WRITTEN INSTRUCTION: Render the part of the listing below that opens with the line containing "Could you kindly annotate the wooden table" and runs through the end of the listing as a numbered list, leaving out blank lines.

★ ★ ★ ★ ★ ★ ★

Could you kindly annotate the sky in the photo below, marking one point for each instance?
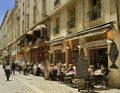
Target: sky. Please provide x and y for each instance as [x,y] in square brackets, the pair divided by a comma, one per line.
[4,6]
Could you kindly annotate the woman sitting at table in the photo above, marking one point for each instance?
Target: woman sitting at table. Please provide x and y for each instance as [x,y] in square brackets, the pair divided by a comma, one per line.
[106,73]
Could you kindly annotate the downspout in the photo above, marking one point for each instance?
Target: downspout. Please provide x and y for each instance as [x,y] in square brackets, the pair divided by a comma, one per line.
[117,10]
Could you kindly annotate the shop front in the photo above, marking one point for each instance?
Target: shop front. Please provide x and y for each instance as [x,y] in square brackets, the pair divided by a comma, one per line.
[38,43]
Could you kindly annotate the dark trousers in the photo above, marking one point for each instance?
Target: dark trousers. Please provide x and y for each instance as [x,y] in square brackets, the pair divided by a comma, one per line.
[7,72]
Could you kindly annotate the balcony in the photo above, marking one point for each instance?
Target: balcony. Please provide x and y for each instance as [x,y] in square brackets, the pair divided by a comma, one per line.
[56,30]
[94,14]
[56,2]
[71,24]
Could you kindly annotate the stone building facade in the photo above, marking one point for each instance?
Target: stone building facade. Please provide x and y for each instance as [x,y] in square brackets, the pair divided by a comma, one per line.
[68,30]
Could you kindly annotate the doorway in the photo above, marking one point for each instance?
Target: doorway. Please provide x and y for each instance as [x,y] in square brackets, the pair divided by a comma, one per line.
[99,56]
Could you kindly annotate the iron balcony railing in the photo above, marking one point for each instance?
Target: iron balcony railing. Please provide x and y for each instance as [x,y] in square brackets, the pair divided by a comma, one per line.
[56,30]
[94,14]
[56,2]
[71,23]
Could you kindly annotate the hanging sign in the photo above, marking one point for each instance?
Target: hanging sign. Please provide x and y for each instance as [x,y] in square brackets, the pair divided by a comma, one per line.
[113,55]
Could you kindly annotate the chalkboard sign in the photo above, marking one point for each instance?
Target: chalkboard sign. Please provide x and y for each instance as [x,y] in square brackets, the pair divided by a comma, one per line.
[81,69]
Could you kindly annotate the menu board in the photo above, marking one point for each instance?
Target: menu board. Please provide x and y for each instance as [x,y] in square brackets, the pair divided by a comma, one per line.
[81,69]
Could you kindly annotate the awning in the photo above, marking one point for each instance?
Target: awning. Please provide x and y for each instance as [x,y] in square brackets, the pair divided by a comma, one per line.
[56,39]
[30,32]
[90,32]
[39,27]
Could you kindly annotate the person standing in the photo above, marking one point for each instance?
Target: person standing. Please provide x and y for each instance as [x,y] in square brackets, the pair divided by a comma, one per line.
[25,68]
[7,69]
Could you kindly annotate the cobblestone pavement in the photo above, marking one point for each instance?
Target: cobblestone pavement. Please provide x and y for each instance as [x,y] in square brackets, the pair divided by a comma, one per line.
[20,83]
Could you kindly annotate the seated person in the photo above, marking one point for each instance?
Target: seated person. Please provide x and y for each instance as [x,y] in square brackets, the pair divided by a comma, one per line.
[105,72]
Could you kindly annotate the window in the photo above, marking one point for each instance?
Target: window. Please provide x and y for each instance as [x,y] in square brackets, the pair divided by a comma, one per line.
[56,2]
[28,2]
[57,25]
[95,10]
[71,18]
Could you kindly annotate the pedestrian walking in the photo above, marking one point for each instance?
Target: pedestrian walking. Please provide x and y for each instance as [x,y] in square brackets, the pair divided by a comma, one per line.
[13,66]
[7,69]
[25,68]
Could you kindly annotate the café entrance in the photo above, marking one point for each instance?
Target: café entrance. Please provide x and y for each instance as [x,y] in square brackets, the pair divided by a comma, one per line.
[99,56]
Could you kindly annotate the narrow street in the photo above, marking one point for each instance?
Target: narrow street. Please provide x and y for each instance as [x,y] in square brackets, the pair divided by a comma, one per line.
[33,84]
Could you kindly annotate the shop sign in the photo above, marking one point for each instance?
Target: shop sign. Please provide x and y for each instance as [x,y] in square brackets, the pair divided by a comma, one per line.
[95,43]
[113,55]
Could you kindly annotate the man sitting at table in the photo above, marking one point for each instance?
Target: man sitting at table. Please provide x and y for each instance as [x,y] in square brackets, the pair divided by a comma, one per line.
[106,73]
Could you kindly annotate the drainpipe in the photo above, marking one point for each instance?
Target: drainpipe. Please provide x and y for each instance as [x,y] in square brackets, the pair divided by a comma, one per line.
[117,10]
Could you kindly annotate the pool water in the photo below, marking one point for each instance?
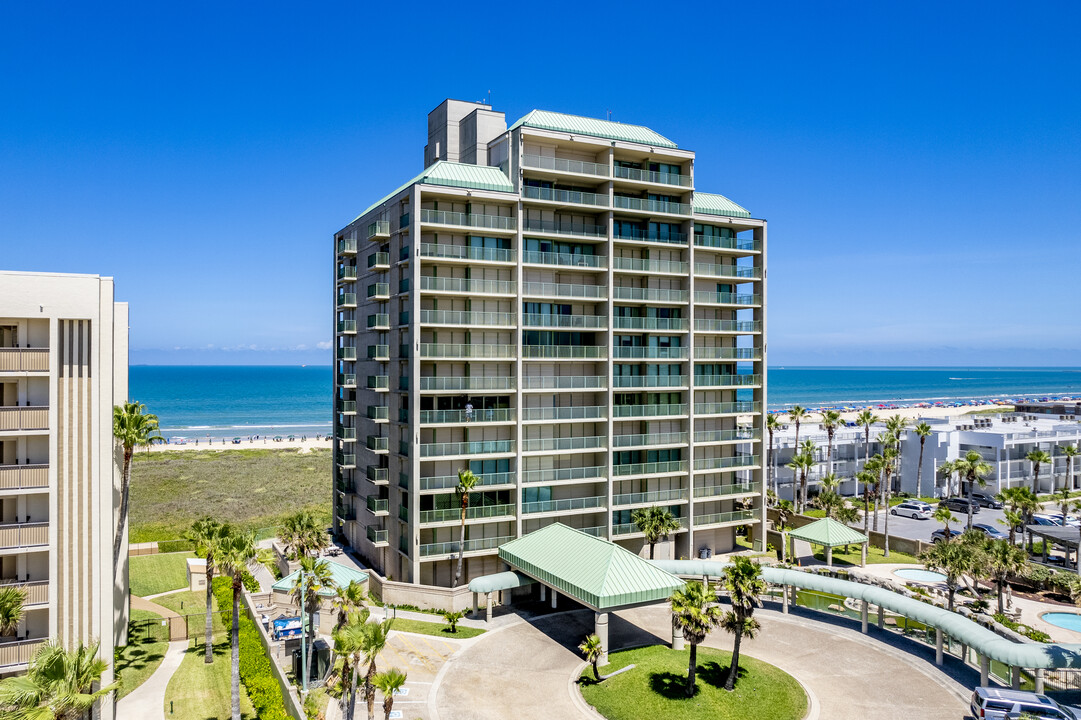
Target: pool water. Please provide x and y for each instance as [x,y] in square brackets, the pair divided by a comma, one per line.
[1068,621]
[920,575]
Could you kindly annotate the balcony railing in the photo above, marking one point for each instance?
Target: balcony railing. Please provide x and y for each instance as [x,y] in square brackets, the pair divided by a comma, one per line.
[35,417]
[24,477]
[470,220]
[564,505]
[479,448]
[561,165]
[23,359]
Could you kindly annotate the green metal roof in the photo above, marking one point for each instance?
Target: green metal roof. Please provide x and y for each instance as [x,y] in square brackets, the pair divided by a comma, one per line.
[591,570]
[710,203]
[828,532]
[342,575]
[574,123]
[454,174]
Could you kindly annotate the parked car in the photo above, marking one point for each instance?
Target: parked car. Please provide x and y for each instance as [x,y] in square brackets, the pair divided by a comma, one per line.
[999,704]
[913,510]
[959,504]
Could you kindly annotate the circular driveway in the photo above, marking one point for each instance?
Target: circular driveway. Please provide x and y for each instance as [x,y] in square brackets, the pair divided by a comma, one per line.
[525,670]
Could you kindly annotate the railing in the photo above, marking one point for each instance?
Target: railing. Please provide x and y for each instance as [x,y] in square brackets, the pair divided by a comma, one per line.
[444,481]
[563,505]
[467,285]
[467,252]
[641,265]
[471,220]
[587,412]
[470,546]
[561,165]
[24,477]
[22,359]
[539,444]
[479,448]
[570,197]
[652,496]
[24,534]
[472,512]
[467,384]
[650,176]
[650,468]
[561,227]
[466,318]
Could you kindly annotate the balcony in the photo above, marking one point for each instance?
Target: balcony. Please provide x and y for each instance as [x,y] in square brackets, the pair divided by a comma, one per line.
[23,535]
[672,495]
[566,505]
[468,285]
[561,165]
[564,197]
[467,253]
[24,360]
[34,417]
[455,449]
[471,220]
[24,477]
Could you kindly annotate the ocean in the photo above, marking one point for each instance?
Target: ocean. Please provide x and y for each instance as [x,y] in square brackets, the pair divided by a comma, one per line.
[197,401]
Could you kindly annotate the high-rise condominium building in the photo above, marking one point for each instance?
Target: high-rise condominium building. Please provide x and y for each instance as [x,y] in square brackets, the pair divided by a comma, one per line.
[63,365]
[556,307]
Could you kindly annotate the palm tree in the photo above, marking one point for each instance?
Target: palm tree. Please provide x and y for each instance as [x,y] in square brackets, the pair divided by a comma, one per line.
[744,582]
[656,523]
[132,427]
[466,483]
[234,554]
[207,534]
[388,683]
[1037,457]
[58,684]
[694,613]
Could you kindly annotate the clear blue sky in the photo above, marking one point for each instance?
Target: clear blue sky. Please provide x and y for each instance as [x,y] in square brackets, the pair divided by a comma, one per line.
[919,163]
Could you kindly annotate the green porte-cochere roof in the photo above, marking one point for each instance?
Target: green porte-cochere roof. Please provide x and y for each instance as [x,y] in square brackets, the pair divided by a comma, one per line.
[579,125]
[828,532]
[590,570]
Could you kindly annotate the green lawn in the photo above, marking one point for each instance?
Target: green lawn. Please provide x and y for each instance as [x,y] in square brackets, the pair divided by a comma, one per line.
[438,629]
[250,489]
[139,658]
[158,573]
[655,688]
[201,692]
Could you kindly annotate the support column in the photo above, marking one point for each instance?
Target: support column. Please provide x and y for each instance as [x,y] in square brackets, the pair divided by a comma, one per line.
[600,627]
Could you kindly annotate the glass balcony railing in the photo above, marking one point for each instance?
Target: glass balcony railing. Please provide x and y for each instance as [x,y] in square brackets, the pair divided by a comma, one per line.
[564,505]
[468,220]
[467,252]
[561,165]
[480,448]
[566,197]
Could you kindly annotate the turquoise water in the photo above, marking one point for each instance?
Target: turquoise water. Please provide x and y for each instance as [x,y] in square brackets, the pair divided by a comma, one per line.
[1068,621]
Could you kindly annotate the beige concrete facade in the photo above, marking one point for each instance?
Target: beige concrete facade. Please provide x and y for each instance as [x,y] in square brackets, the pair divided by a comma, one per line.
[63,365]
[587,342]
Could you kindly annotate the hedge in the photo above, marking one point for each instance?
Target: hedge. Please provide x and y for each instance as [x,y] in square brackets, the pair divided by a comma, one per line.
[255,672]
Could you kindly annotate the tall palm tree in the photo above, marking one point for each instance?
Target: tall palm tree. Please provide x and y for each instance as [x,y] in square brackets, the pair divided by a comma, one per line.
[656,523]
[744,582]
[207,534]
[1037,457]
[132,427]
[695,614]
[234,554]
[466,483]
[388,683]
[58,684]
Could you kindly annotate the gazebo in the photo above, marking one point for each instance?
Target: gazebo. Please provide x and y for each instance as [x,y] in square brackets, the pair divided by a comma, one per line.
[829,533]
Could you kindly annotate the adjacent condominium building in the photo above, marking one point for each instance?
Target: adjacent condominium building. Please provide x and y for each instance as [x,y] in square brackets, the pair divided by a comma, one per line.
[63,365]
[558,308]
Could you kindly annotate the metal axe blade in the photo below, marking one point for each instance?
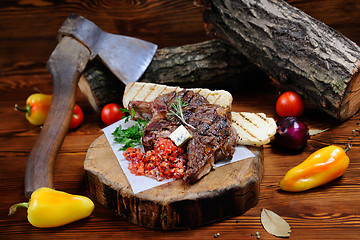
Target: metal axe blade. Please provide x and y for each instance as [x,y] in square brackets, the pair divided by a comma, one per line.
[80,40]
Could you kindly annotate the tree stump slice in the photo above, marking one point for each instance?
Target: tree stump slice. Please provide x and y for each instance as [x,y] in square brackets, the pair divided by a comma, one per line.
[226,191]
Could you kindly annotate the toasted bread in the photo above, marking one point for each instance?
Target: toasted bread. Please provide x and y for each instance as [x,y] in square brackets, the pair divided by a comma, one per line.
[140,91]
[254,129]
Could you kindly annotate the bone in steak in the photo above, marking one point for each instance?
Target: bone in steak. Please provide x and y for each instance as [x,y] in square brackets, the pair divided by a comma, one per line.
[212,139]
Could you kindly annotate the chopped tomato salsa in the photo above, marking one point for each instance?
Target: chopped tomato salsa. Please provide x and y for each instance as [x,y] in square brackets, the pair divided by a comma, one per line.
[165,161]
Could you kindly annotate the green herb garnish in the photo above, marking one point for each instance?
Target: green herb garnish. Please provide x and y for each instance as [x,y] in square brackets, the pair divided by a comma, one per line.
[177,110]
[130,137]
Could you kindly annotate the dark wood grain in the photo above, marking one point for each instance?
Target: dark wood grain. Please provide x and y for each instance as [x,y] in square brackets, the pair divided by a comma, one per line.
[27,37]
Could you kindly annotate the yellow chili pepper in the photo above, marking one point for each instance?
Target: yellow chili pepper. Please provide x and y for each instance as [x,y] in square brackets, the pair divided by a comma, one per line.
[319,168]
[51,208]
[37,108]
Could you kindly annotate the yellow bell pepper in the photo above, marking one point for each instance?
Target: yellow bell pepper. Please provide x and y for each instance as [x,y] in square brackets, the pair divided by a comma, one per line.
[37,108]
[51,208]
[319,168]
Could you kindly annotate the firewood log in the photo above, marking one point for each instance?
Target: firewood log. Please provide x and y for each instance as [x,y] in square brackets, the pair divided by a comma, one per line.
[297,50]
[190,65]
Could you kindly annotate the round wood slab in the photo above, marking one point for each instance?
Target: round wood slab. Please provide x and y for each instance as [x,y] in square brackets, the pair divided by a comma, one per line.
[226,191]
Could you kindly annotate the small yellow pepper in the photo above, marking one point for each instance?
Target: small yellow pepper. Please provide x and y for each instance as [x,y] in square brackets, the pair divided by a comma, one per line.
[37,108]
[319,168]
[51,208]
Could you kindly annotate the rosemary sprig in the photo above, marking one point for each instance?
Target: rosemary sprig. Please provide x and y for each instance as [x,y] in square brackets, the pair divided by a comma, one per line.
[177,111]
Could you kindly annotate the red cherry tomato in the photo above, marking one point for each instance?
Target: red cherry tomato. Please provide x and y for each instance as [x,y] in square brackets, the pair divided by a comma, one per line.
[77,118]
[290,104]
[111,113]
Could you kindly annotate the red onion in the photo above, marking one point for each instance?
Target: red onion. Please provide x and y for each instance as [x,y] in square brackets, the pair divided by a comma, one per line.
[291,134]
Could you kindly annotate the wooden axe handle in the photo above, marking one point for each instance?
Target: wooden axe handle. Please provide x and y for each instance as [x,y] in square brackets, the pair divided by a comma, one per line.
[66,64]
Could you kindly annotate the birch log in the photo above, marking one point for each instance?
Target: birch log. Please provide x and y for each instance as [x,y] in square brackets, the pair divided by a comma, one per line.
[297,50]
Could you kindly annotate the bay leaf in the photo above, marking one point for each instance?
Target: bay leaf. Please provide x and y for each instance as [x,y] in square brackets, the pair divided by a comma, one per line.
[274,224]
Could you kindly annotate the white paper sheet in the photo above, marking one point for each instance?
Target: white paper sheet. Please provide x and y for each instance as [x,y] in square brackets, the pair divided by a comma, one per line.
[142,183]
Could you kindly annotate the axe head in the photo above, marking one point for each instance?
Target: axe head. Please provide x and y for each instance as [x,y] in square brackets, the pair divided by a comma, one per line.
[126,57]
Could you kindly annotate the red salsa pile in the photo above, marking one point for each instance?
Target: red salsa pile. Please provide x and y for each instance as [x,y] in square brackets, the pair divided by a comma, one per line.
[165,161]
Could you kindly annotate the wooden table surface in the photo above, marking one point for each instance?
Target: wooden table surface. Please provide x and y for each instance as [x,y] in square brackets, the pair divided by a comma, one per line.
[27,37]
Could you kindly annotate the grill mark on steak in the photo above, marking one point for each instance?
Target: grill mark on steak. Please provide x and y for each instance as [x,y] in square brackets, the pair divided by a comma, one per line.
[213,139]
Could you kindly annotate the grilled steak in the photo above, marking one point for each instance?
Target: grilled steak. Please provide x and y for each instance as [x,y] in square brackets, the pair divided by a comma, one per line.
[212,139]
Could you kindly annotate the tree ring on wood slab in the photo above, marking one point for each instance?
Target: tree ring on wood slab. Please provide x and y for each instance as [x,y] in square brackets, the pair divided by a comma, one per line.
[226,191]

★ ★ ★ ★ ★ ★ ★

ANSWER FOR THIS EXERCISE:
1. Could you kindly annotate the wooden table surface in the photo above, marking one point for each instance?
2. Target: wooden table surface. Please provide x and y for each instance as [x,y] in square brackets, the pair divided by a comma, one per line.
3. [27,37]
4. Could you kindly annotate the grill mark on steak in the photo above, marking one point for each instance?
5. Target: grill mark on steak. Please provide x and y for each instance as [x,y] in square brackets, the pair divided by a comma, one per line.
6. [213,139]
7. Could you kindly annotate the grilled steak in the photo above, marking one point for each instance?
8. Target: grilled steak. Please provide x and y for each instance as [x,y] in square brackets, the pair divided by a comma, one per line.
9. [212,139]
10. Could you kindly annotate the tree ring on wood slab in the photo above, marking one point for each instance?
11. Target: tree ring on wood slab. Please provide x and y for each instance as [x,y] in square brackets, the pair divided by a comma, one per line.
12. [226,191]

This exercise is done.